### To be done
Render every line of the data below as a JSON array of strings, one string per line, skipping any blank lines.
------------------------------
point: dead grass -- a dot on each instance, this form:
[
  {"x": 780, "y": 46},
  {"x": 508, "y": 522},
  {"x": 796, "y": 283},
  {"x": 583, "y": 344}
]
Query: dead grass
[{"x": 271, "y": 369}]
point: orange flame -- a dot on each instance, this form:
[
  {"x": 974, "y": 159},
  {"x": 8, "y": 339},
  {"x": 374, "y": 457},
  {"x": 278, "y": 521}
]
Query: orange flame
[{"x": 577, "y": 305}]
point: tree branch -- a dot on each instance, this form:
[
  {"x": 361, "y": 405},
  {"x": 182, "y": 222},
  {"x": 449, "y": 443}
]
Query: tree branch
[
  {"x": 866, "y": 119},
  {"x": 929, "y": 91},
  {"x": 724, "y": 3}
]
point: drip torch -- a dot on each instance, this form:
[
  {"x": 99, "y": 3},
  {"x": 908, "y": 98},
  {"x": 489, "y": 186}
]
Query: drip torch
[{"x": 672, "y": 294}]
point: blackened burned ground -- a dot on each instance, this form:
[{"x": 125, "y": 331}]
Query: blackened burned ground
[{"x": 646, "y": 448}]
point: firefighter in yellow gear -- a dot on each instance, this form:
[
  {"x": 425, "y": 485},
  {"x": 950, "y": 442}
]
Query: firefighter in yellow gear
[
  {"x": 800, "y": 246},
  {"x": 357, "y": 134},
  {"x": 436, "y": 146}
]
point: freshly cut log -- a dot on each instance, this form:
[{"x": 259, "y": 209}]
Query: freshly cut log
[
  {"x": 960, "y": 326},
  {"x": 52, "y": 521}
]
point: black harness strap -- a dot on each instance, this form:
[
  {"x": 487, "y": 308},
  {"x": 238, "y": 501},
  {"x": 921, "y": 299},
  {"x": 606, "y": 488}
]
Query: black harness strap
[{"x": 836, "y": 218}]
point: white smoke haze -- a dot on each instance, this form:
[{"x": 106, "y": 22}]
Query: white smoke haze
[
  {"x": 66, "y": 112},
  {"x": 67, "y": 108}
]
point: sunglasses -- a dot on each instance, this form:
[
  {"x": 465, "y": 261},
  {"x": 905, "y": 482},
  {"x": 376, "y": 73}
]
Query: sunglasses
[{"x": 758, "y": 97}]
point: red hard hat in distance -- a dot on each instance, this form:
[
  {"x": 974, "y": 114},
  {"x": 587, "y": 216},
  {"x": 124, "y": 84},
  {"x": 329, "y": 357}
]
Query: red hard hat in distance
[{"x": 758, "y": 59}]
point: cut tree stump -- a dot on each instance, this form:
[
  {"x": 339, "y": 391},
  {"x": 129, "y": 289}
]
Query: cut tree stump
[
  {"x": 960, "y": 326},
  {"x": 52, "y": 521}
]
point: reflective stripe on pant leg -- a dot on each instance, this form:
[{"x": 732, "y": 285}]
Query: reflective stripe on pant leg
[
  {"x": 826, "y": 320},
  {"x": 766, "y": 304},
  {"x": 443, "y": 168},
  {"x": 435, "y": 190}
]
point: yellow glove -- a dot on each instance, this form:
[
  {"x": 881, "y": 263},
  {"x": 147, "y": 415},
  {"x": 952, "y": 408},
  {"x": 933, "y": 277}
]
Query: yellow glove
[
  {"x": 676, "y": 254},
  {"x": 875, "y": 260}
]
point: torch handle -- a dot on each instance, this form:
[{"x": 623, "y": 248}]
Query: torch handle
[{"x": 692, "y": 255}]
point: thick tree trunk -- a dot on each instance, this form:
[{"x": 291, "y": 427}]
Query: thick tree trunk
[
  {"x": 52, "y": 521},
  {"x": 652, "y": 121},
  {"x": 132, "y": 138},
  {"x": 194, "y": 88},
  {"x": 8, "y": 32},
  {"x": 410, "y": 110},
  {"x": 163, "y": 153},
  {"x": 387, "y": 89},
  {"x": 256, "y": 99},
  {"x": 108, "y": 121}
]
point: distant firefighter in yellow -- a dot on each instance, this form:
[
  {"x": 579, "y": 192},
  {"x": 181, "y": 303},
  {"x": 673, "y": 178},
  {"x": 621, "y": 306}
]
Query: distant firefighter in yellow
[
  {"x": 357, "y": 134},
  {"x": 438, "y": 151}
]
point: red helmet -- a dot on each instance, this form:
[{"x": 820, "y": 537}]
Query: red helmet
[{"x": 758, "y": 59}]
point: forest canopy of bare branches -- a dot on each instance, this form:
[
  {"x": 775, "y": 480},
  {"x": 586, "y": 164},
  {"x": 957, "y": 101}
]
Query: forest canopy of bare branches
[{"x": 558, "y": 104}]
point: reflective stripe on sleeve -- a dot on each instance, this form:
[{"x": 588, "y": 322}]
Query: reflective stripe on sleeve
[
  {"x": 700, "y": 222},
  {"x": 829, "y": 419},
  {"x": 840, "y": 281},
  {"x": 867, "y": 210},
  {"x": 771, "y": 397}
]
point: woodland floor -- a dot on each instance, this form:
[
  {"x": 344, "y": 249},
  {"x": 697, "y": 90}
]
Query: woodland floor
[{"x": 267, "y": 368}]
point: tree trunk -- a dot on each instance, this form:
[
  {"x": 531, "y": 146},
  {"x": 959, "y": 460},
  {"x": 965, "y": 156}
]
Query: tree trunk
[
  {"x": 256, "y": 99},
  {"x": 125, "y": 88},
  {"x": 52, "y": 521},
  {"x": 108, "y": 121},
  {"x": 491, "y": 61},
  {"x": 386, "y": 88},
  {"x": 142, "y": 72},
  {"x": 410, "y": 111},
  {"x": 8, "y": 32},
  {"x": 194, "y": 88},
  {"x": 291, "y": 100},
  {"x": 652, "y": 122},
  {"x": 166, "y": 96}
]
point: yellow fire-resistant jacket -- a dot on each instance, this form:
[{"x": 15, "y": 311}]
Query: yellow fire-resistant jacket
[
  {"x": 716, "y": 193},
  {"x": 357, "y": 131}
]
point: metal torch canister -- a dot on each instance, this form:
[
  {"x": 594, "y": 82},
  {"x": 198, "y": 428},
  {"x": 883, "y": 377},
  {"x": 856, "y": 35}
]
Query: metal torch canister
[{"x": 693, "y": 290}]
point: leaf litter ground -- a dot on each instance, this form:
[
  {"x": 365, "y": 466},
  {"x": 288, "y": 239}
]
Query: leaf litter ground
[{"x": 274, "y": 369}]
------------------------------
### Completed exercise
[
  "point: dead grass -- a dot on each instance, this form:",
  "[",
  "  {\"x\": 780, \"y\": 46},",
  "  {\"x\": 508, \"y\": 522},",
  "  {\"x\": 796, \"y\": 283},",
  "  {\"x\": 583, \"y\": 344}",
  "]",
  "Query: dead grass",
  "[{\"x\": 271, \"y\": 369}]",
  "point: orange flame -- a dot on each instance, this form:",
  "[",
  "  {\"x\": 974, \"y\": 159},",
  "  {\"x\": 8, \"y\": 339},",
  "  {\"x\": 374, \"y\": 457},",
  "  {\"x\": 278, \"y\": 521}",
  "]",
  "Query: orange flame",
  "[{\"x\": 577, \"y\": 305}]",
  "point: tree branch -- a dot on each instance, this form:",
  "[",
  "  {\"x\": 361, \"y\": 405},",
  "  {\"x\": 182, \"y\": 222},",
  "  {\"x\": 449, \"y\": 443}",
  "]",
  "Query: tree branch",
  "[",
  "  {\"x\": 866, \"y\": 119},",
  "  {\"x\": 929, \"y\": 91},",
  "  {\"x\": 724, \"y\": 3}",
  "]",
  "point: drip torch -- a dot on each instance, this form:",
  "[",
  "  {\"x\": 99, \"y\": 3},",
  "  {\"x\": 908, \"y\": 98},",
  "  {\"x\": 489, \"y\": 186}",
  "]",
  "Query: drip torch",
  "[{\"x\": 672, \"y\": 294}]",
  "point: blackened burned ground -- a dot on each instance, this form:",
  "[{\"x\": 125, \"y\": 331}]",
  "Query: blackened burned ground",
  "[{\"x\": 646, \"y\": 448}]",
  "point: firefighter in yellow gear -- a dot on each instance, this form:",
  "[",
  "  {\"x\": 425, \"y\": 485},",
  "  {\"x\": 950, \"y\": 442}",
  "]",
  "Query: firefighter in yellow gear",
  "[",
  "  {\"x\": 800, \"y\": 246},",
  "  {\"x\": 357, \"y\": 134},",
  "  {\"x\": 436, \"y\": 146}",
  "]",
  "point: freshly cut log -- a dot on each instance, this form:",
  "[{\"x\": 259, \"y\": 209}]",
  "Query: freshly cut log",
  "[",
  "  {\"x\": 960, \"y\": 326},",
  "  {\"x\": 52, \"y\": 521}",
  "]",
  "point: black harness strap -- a dot on each instance, this form:",
  "[",
  "  {\"x\": 487, \"y\": 308},",
  "  {\"x\": 238, \"y\": 501},",
  "  {\"x\": 921, \"y\": 299},",
  "  {\"x\": 606, \"y\": 488}",
  "]",
  "Query: black harness strap",
  "[{\"x\": 836, \"y\": 218}]",
  "point: white smoke haze -- a dot on each instance, this form:",
  "[{\"x\": 106, \"y\": 22}]",
  "Query: white smoke haze",
  "[",
  "  {\"x\": 66, \"y\": 112},",
  "  {\"x\": 67, \"y\": 108}",
  "]",
  "point: sunglasses -- a dot on each instance, this form:",
  "[",
  "  {\"x\": 465, \"y\": 261},",
  "  {\"x\": 905, \"y\": 482},",
  "  {\"x\": 376, \"y\": 73}",
  "]",
  "Query: sunglasses",
  "[{\"x\": 758, \"y\": 97}]",
  "point: red hard hat in distance -- a dot on each instance, this form:",
  "[",
  "  {\"x\": 974, \"y\": 114},",
  "  {\"x\": 587, \"y\": 216},",
  "  {\"x\": 124, \"y\": 84},",
  "  {\"x\": 329, \"y\": 357}",
  "]",
  "Query: red hard hat in distance",
  "[{\"x\": 758, \"y\": 59}]",
  "point: cut tree stump -- a dot on each instance, this form:",
  "[",
  "  {\"x\": 339, \"y\": 391},",
  "  {\"x\": 129, \"y\": 289}",
  "]",
  "Query: cut tree stump",
  "[",
  "  {\"x\": 960, \"y\": 326},",
  "  {\"x\": 52, \"y\": 521}",
  "]",
  "point: reflective stripe on pant leg -- a dot on each instance, this form:",
  "[{\"x\": 732, \"y\": 285}]",
  "Query: reflective stripe on pant leg",
  "[",
  "  {\"x\": 826, \"y\": 320},",
  "  {\"x\": 766, \"y\": 304},",
  "  {\"x\": 443, \"y\": 168},",
  "  {\"x\": 435, \"y\": 190}",
  "]",
  "point: yellow glove -- a dot on each instance, this form:",
  "[",
  "  {\"x\": 881, \"y\": 263},",
  "  {\"x\": 147, \"y\": 415},",
  "  {\"x\": 952, \"y\": 408},",
  "  {\"x\": 933, \"y\": 277}",
  "]",
  "Query: yellow glove",
  "[",
  "  {\"x\": 676, \"y\": 254},",
  "  {\"x\": 875, \"y\": 260}",
  "]",
  "point: torch handle -- a dot on each instance, this form:",
  "[{\"x\": 623, \"y\": 248}]",
  "Query: torch handle",
  "[{\"x\": 692, \"y\": 255}]",
  "point: thick tree trunk -- a dot on each instance, this form:",
  "[{\"x\": 291, \"y\": 427}]",
  "Query: thick tree trunk",
  "[",
  "  {\"x\": 52, \"y\": 521},",
  "  {\"x\": 652, \"y\": 121},",
  "  {\"x\": 132, \"y\": 138},",
  "  {\"x\": 194, \"y\": 88},",
  "  {\"x\": 8, \"y\": 32},",
  "  {\"x\": 410, \"y\": 110},",
  "  {\"x\": 163, \"y\": 153},",
  "  {\"x\": 387, \"y\": 89},",
  "  {\"x\": 256, \"y\": 99},",
  "  {\"x\": 108, \"y\": 121}",
  "]",
  "point: distant firefighter in yellow -- a dot on each instance, this form:",
  "[",
  "  {\"x\": 579, \"y\": 192},",
  "  {\"x\": 181, \"y\": 303},",
  "  {\"x\": 673, \"y\": 178},",
  "  {\"x\": 621, \"y\": 306}",
  "]",
  "Query: distant firefighter in yellow",
  "[",
  "  {\"x\": 357, \"y\": 134},",
  "  {\"x\": 438, \"y\": 151}",
  "]",
  "point: red helmet -- a dot on each instance, this form:",
  "[{\"x\": 820, \"y\": 537}]",
  "Query: red helmet",
  "[{\"x\": 758, \"y\": 59}]",
  "point: forest canopy of bare branches -- a dot on each instance, this form:",
  "[",
  "  {\"x\": 775, \"y\": 480},",
  "  {\"x\": 586, \"y\": 164},",
  "  {\"x\": 957, \"y\": 101}",
  "]",
  "Query: forest canopy of bare branches",
  "[{\"x\": 558, \"y\": 104}]",
  "point: reflective stripe on sleeve -- a dot on each instance, this form:",
  "[{\"x\": 588, \"y\": 322}]",
  "Query: reflective stripe on sleeve",
  "[",
  "  {\"x\": 700, \"y\": 222},",
  "  {\"x\": 829, \"y\": 419},",
  "  {\"x\": 840, \"y\": 281},",
  "  {\"x\": 867, \"y\": 210},",
  "  {\"x\": 771, \"y\": 397}",
  "]",
  "point: woodland floor -- a dot on each instance, this form:",
  "[",
  "  {\"x\": 344, \"y\": 249},",
  "  {\"x\": 697, \"y\": 90}",
  "]",
  "Query: woodland floor",
  "[{\"x\": 267, \"y\": 368}]",
  "point: tree trunk -- a dot on each instance, this form:",
  "[",
  "  {\"x\": 531, \"y\": 146},",
  "  {\"x\": 959, \"y\": 460},",
  "  {\"x\": 965, \"y\": 156}",
  "]",
  "Query: tree trunk",
  "[",
  "  {\"x\": 256, \"y\": 99},",
  "  {\"x\": 125, \"y\": 88},",
  "  {\"x\": 52, \"y\": 521},",
  "  {\"x\": 108, \"y\": 121},",
  "  {\"x\": 491, \"y\": 61},",
  "  {\"x\": 386, \"y\": 88},",
  "  {\"x\": 142, \"y\": 72},",
  "  {\"x\": 410, \"y\": 111},",
  "  {\"x\": 8, \"y\": 32},",
  "  {\"x\": 194, \"y\": 88},",
  "  {\"x\": 291, \"y\": 100},",
  "  {\"x\": 652, \"y\": 122},",
  "  {\"x\": 166, \"y\": 96}",
  "]",
  "point: yellow fire-resistant jacket -- a dot on each instance, this form:",
  "[{\"x\": 15, \"y\": 311}]",
  "Query: yellow fire-resistant jacket",
  "[",
  "  {\"x\": 716, \"y\": 193},",
  "  {\"x\": 357, \"y\": 131}",
  "]",
  "point: metal torch canister -- a dot on each instance, this form:",
  "[",
  "  {\"x\": 594, \"y\": 82},",
  "  {\"x\": 198, \"y\": 428},",
  "  {\"x\": 883, \"y\": 377},",
  "  {\"x\": 856, \"y\": 35}",
  "]",
  "Query: metal torch canister",
  "[{\"x\": 693, \"y\": 290}]",
  "point: leaf litter ground -- a dot on each instance, this form:",
  "[",
  "  {\"x\": 365, \"y\": 466},",
  "  {\"x\": 288, \"y\": 239}",
  "]",
  "Query: leaf litter ground",
  "[{\"x\": 274, \"y\": 369}]"
]